TASK REQUIREMENTS
Exactly as written, transcribe the lines that run from the one containing "target: woman's lips" to the end of the records below.

___ EXTRACTED INFORMATION ___

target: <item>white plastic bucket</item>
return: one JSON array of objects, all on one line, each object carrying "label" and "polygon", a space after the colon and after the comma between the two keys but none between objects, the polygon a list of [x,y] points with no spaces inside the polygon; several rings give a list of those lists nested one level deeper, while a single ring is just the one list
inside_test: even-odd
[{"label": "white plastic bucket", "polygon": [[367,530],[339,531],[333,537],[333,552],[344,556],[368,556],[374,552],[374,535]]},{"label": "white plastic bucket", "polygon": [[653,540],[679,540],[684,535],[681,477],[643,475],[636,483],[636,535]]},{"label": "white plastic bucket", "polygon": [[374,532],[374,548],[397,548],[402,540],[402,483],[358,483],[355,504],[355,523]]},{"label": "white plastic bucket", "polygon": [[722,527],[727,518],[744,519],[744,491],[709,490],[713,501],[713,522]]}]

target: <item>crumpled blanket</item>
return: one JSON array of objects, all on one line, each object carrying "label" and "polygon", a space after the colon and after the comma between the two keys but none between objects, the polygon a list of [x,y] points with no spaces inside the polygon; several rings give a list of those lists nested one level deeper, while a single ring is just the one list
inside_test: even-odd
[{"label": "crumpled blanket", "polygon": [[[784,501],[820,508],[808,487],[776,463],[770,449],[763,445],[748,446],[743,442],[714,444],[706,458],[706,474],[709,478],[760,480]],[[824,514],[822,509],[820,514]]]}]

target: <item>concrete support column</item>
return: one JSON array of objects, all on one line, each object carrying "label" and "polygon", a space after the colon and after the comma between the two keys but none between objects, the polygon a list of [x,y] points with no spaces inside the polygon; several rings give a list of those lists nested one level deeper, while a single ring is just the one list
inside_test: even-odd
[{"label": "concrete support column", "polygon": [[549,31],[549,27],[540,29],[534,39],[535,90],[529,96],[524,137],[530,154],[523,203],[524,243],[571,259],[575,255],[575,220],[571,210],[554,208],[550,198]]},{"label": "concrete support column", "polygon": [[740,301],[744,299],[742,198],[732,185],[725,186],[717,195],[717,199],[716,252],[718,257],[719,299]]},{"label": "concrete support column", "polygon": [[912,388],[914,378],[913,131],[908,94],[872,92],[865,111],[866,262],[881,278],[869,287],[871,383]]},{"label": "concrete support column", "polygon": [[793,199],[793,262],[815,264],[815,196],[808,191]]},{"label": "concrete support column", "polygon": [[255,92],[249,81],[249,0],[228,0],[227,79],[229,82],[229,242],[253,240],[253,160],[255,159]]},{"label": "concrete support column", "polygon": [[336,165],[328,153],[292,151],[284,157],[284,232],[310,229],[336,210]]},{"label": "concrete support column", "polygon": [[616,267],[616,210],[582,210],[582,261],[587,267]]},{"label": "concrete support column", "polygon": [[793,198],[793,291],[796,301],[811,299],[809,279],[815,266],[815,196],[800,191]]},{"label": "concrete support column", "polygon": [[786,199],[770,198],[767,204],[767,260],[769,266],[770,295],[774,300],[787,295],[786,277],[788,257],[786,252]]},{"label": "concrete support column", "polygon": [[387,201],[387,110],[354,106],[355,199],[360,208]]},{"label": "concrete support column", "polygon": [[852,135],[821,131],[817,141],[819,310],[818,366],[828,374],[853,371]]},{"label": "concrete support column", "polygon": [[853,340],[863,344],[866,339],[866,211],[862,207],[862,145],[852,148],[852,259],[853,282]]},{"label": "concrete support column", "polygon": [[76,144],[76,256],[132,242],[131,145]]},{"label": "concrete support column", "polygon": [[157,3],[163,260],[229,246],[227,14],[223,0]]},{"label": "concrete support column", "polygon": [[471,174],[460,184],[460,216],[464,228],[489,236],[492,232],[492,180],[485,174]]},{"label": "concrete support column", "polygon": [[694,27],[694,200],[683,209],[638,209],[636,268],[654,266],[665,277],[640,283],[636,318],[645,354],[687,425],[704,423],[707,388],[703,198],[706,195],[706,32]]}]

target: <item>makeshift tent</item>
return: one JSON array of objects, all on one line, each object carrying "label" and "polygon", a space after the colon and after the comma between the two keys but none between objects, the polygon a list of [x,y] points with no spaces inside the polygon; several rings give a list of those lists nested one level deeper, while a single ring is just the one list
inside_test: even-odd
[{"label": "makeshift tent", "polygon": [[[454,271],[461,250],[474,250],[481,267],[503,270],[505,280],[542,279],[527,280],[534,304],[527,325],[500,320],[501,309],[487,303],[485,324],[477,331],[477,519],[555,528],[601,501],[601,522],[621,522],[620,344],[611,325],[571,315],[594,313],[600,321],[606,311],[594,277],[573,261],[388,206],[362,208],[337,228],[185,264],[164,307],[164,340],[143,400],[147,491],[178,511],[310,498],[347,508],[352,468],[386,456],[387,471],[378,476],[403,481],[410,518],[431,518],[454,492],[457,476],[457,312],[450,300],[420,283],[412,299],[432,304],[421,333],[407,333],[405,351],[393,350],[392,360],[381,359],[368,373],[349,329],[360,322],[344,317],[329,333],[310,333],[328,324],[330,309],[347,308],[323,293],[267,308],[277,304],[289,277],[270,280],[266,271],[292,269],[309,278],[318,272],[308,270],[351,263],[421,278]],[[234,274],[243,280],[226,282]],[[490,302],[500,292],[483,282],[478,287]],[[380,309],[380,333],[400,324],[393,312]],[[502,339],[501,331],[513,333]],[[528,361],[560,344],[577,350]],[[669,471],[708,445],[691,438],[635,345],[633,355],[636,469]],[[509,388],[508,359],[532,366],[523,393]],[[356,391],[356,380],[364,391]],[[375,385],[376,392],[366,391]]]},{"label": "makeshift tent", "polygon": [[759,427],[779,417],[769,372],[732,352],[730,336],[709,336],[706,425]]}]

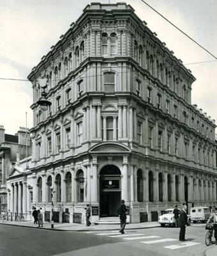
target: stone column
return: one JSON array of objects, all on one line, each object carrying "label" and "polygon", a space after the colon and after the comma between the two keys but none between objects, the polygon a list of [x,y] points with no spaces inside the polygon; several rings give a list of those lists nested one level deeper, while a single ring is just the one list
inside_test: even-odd
[{"label": "stone column", "polygon": [[98,173],[97,173],[97,157],[93,157],[92,163],[92,175],[93,175],[93,187],[92,187],[92,203],[98,202]]},{"label": "stone column", "polygon": [[129,109],[129,139],[133,140],[133,106],[130,106]]},{"label": "stone column", "polygon": [[117,116],[113,116],[113,140],[117,140]]},{"label": "stone column", "polygon": [[11,184],[11,202],[10,202],[10,212],[12,216],[13,215],[14,212],[14,184]]},{"label": "stone column", "polygon": [[123,136],[124,138],[127,137],[127,117],[126,117],[126,108],[127,105],[124,104],[123,109]]},{"label": "stone column", "polygon": [[22,213],[24,214],[24,218],[27,218],[27,182],[24,181],[22,186]]},{"label": "stone column", "polygon": [[122,199],[124,200],[126,202],[128,202],[128,162],[127,157],[123,157],[123,191],[122,191]]},{"label": "stone column", "polygon": [[91,139],[96,138],[96,106],[92,104],[91,109]]},{"label": "stone column", "polygon": [[123,118],[122,118],[122,106],[119,104],[118,107],[118,140],[121,140],[123,136]]},{"label": "stone column", "polygon": [[14,186],[14,212],[18,212],[17,209],[17,183],[16,182]]},{"label": "stone column", "polygon": [[103,141],[107,140],[106,116],[103,116]]},{"label": "stone column", "polygon": [[87,140],[90,140],[90,108],[89,106],[87,107]]},{"label": "stone column", "polygon": [[86,108],[83,108],[83,140],[87,138],[87,110]]},{"label": "stone column", "polygon": [[97,138],[101,140],[101,104],[97,106]]},{"label": "stone column", "polygon": [[89,203],[91,201],[91,165],[87,166],[87,200]]},{"label": "stone column", "polygon": [[130,202],[134,202],[134,166],[130,165]]},{"label": "stone column", "polygon": [[159,202],[159,182],[158,182],[158,174],[159,170],[156,170],[154,172],[154,202]]},{"label": "stone column", "polygon": [[18,212],[22,213],[22,183],[18,183]]}]

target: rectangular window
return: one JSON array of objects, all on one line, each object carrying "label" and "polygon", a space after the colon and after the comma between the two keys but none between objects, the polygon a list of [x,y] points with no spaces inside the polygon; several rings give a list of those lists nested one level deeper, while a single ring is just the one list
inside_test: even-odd
[{"label": "rectangular window", "polygon": [[47,137],[47,155],[50,156],[52,151],[51,137]]},{"label": "rectangular window", "polygon": [[167,152],[168,152],[168,154],[171,153],[171,136],[170,136],[170,135],[167,135]]},{"label": "rectangular window", "polygon": [[159,131],[158,132],[158,148],[160,151],[162,151],[162,132]]},{"label": "rectangular window", "polygon": [[61,149],[61,138],[60,133],[56,134],[56,150],[57,153],[59,153]]},{"label": "rectangular window", "polygon": [[142,144],[142,124],[137,124],[137,140],[139,144]]},{"label": "rectangular window", "polygon": [[68,149],[70,147],[70,143],[71,143],[71,130],[70,130],[70,128],[67,128],[66,129],[66,148]]},{"label": "rectangular window", "polygon": [[149,127],[149,146],[150,148],[153,147],[153,128]]},{"label": "rectangular window", "polygon": [[77,124],[77,145],[80,145],[82,141],[82,122]]},{"label": "rectangular window", "polygon": [[113,117],[106,118],[106,134],[107,140],[113,140]]},{"label": "rectangular window", "polygon": [[177,138],[175,138],[175,154],[178,156],[178,141],[179,139]]}]

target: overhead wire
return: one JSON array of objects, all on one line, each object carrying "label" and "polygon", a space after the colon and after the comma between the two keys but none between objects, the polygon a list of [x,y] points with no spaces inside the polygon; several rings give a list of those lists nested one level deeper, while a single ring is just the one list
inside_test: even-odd
[{"label": "overhead wire", "polygon": [[151,9],[152,9],[154,12],[155,12],[156,13],[158,13],[160,16],[161,16],[163,19],[164,19],[165,20],[167,20],[168,23],[170,23],[172,26],[173,26],[174,28],[176,28],[177,29],[178,29],[181,33],[182,33],[183,35],[184,35],[186,36],[187,36],[189,39],[190,39],[191,41],[193,41],[194,43],[197,44],[200,48],[206,51],[207,52],[208,52],[210,55],[211,55],[213,58],[214,58],[216,60],[217,60],[217,57],[216,57],[214,54],[213,54],[209,51],[206,49],[204,46],[201,45],[200,44],[198,43],[195,40],[193,39],[192,37],[188,35],[187,35],[185,32],[184,32],[182,29],[179,28],[177,26],[176,26],[174,23],[172,23],[171,21],[170,21],[168,19],[167,19],[165,16],[163,16],[161,13],[160,13],[159,12],[158,12],[156,9],[154,9],[153,7],[152,7],[150,4],[149,4],[147,3],[146,3],[144,0],[140,0],[142,2],[143,2],[145,4],[148,6]]}]

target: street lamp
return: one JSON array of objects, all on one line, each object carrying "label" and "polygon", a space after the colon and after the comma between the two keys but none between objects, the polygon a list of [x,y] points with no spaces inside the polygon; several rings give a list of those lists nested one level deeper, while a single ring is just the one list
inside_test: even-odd
[{"label": "street lamp", "polygon": [[49,109],[49,107],[51,105],[51,102],[49,100],[47,100],[47,93],[45,92],[45,88],[47,87],[47,78],[43,78],[43,79],[38,79],[38,83],[43,89],[43,91],[41,92],[41,97],[39,99],[39,100],[37,101],[37,104],[40,106],[40,109],[45,111]]},{"label": "street lamp", "polygon": [[54,193],[56,192],[54,189],[54,187],[51,186],[50,187],[51,190],[51,204],[52,204],[52,212],[51,212],[51,228],[54,228]]}]

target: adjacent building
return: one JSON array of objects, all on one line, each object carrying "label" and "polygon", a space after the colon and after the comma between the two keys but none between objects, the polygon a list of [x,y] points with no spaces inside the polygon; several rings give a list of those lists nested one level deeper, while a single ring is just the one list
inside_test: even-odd
[{"label": "adjacent building", "polygon": [[[47,111],[36,104],[44,77]],[[33,156],[20,195],[45,220],[54,207],[56,221],[84,223],[87,204],[92,221],[116,216],[121,199],[131,223],[184,202],[217,205],[215,122],[191,104],[191,71],[130,5],[87,5],[28,79]],[[8,188],[14,214],[22,189],[12,178]]]},{"label": "adjacent building", "polygon": [[29,131],[20,127],[15,135],[6,134],[3,125],[0,125],[0,212],[10,209],[7,200],[6,179],[16,158],[24,158],[31,154]]}]

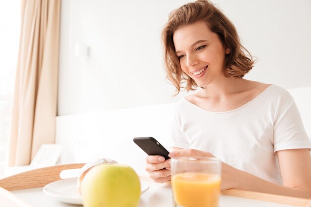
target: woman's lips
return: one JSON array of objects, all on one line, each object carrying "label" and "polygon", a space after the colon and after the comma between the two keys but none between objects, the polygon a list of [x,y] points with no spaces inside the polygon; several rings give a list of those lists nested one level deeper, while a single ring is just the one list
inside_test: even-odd
[{"label": "woman's lips", "polygon": [[196,79],[200,78],[203,75],[204,75],[208,67],[208,65],[207,65],[202,69],[198,70],[197,71],[191,72],[191,74],[192,74],[194,78]]}]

___

RESULT OF THE TASK
target: woman's lips
return: one JSON array of objects, all on one line, each object carrying "label" and "polygon", a space after the colon and after the comma between the two keys but none between objects, the polygon a list of [x,y] points with no spaces inside the polygon; several rings give a list of those lists nested one level deeper, while a single ring is just the one list
inside_test: even-odd
[{"label": "woman's lips", "polygon": [[196,79],[200,78],[203,75],[204,75],[208,67],[208,65],[207,65],[202,69],[198,70],[197,71],[191,72],[191,74],[192,74],[194,78]]}]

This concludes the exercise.